Data:
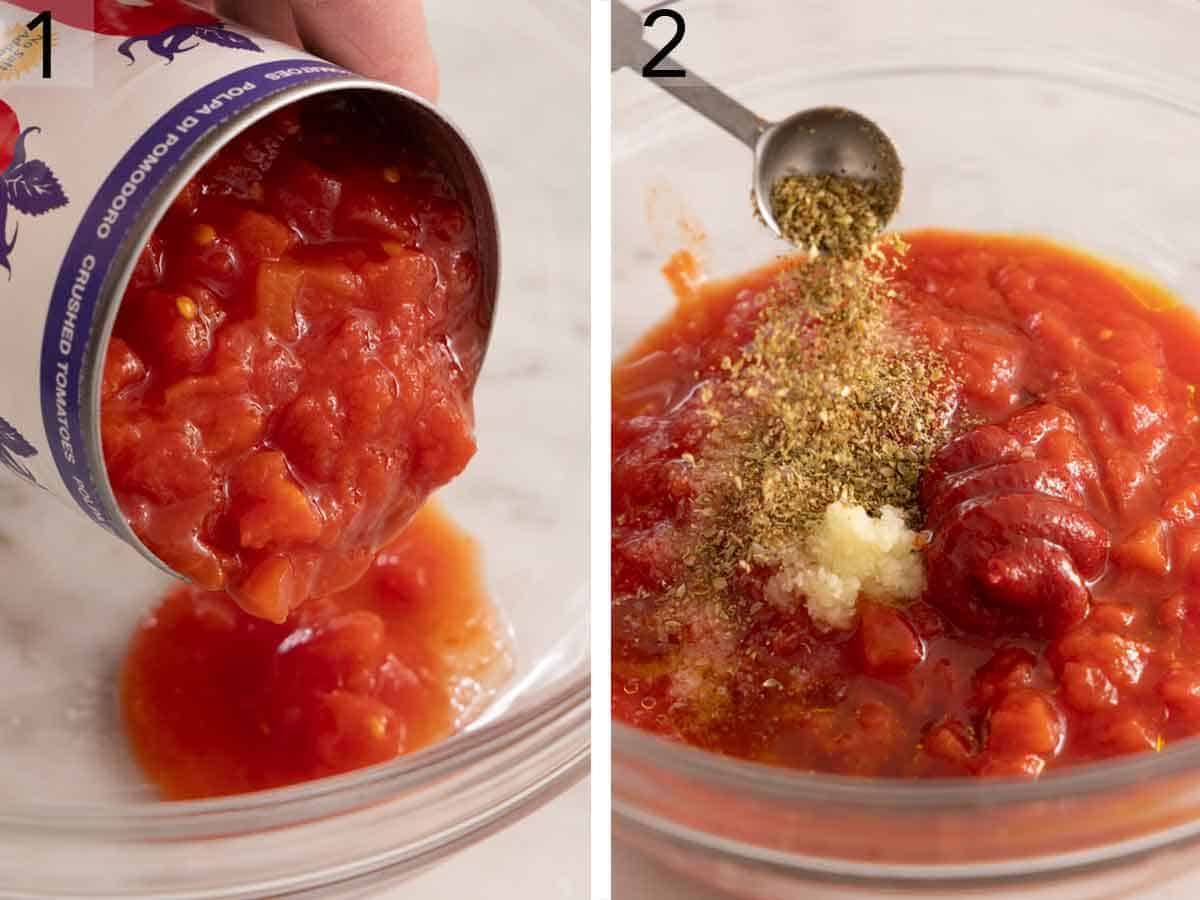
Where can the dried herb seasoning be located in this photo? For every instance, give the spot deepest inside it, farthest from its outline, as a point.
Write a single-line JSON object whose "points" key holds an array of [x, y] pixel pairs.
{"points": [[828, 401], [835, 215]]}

...

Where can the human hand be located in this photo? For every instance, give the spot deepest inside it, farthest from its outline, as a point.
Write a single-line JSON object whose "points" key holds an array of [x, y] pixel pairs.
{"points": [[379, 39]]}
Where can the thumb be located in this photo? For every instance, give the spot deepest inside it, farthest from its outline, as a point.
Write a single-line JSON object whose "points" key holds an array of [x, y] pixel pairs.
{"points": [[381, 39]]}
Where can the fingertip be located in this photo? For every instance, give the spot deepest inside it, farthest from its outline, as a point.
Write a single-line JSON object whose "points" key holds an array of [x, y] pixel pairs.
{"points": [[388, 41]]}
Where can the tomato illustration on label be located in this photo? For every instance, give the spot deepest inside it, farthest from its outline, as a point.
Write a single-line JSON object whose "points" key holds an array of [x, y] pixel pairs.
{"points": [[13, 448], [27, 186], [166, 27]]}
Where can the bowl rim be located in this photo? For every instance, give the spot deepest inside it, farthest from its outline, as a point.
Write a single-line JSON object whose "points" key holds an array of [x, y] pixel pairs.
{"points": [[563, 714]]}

Exercise details: Of the lines above, copy each that contains "located".

Expected output:
Where can the dried herb seasoning be located in this photo? For every instance, give the spot deepest inside it, farthest from its outline, as a point.
Where can the human hand be located in this photo? For every instance, give the spot deepest inside it, farthest from its outline, as a point.
Where can the thumb be located in this photo? For every instance, give the spot deepest inside it, farthest from its outline, as a point.
Where can the fingertip be located in this photo? For every instance, give the spot deepest inside it, farthest from its outline, as a point.
Where can the tomato illustration on label be located in this photo? For every instance, give the spot deepest inside it, farthest from its outline, as a point.
Where can the bowl rim be located in this photo? For every instance, give the spot deepest inside it, farthest from its outline, as a point.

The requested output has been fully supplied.